List each line in the records below that contains the word "boat".

——————————

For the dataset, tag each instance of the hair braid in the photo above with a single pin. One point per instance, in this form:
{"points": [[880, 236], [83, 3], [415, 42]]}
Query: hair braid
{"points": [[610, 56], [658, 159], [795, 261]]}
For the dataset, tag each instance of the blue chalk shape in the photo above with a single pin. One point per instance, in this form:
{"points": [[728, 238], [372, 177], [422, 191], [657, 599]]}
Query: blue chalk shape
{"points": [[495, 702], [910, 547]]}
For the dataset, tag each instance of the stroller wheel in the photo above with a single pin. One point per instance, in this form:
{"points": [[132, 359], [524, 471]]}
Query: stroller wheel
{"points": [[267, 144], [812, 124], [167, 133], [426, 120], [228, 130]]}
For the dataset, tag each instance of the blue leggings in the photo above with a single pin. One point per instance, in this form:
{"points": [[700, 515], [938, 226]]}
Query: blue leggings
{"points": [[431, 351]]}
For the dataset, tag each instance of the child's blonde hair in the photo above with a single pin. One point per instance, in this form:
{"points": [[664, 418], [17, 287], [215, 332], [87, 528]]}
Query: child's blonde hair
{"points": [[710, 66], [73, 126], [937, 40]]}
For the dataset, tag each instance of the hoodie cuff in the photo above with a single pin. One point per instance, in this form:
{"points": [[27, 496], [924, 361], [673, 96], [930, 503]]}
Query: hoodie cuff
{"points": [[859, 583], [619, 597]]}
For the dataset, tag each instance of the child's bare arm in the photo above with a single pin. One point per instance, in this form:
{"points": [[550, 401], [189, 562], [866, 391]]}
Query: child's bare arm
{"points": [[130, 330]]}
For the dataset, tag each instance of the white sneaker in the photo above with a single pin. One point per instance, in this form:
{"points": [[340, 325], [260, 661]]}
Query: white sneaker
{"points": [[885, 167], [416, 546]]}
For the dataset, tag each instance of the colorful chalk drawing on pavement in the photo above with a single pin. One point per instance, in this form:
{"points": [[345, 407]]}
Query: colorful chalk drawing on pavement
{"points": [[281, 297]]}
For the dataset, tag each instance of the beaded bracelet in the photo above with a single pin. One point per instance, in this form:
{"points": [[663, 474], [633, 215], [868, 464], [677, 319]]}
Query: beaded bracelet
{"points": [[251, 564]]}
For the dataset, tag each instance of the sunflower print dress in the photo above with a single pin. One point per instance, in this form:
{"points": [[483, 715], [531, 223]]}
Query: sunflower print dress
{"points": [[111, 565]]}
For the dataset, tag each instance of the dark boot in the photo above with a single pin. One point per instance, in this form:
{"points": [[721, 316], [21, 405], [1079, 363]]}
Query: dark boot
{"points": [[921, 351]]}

——————————

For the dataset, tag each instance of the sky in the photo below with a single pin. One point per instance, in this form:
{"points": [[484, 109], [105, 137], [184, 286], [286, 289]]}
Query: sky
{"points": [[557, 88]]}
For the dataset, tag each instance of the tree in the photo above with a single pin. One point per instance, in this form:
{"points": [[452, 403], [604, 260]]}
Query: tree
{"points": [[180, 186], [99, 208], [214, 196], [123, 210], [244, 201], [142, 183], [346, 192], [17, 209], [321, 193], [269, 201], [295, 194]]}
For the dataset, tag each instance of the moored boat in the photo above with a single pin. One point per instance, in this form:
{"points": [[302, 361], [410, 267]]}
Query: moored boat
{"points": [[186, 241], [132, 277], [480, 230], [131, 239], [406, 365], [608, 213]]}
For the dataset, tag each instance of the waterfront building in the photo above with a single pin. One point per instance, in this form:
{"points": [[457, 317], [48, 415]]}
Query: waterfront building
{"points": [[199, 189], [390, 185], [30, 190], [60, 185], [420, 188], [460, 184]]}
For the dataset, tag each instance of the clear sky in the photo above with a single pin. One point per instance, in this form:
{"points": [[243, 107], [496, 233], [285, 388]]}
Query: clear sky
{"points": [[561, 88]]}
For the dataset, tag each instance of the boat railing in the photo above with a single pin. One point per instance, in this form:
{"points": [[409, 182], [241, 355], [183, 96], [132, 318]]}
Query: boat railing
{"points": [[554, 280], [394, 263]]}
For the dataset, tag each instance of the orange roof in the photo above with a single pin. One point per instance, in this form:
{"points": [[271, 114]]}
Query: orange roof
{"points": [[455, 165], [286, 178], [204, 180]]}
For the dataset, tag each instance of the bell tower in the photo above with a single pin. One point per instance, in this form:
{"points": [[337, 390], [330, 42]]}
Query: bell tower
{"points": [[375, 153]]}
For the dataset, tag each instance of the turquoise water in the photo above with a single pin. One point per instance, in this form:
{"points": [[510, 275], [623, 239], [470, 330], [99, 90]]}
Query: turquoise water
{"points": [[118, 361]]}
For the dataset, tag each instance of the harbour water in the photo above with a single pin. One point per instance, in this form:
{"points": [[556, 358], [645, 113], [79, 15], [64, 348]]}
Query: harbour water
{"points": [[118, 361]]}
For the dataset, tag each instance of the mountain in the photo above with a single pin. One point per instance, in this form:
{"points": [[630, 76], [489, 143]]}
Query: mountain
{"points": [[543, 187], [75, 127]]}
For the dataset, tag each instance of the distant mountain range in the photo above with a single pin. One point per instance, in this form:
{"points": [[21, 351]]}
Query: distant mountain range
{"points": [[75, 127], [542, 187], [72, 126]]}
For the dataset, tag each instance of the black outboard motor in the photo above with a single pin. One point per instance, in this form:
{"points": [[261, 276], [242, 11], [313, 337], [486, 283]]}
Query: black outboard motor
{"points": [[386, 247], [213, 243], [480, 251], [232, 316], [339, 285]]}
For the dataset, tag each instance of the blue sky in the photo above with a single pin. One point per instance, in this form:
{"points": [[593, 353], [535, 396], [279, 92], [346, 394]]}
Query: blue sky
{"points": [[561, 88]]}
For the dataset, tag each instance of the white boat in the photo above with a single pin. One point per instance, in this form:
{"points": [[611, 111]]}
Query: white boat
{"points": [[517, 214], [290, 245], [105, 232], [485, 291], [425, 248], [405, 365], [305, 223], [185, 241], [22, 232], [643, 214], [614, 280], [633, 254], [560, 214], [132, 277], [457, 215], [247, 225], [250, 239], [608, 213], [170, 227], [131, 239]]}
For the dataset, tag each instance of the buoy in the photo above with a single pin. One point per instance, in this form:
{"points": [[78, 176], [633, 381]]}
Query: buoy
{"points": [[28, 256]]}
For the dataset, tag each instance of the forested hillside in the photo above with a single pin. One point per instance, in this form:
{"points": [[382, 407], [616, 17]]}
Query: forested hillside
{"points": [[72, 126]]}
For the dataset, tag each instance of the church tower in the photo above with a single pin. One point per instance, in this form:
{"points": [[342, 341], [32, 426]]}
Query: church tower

——————————

## Result of this task:
For the dataset, tag each instance of the moored boat in the photo above with a single pin. One point per instance, in this form:
Query: moored boat
For the dataset, tag each instance of the boat railing in the photo above with a single pin. One point per instance, in this form:
Query: boat railing
For the dataset, tag each instance of the white boat in the photo above with a single pin. One point per instance, in this form:
Query: white boat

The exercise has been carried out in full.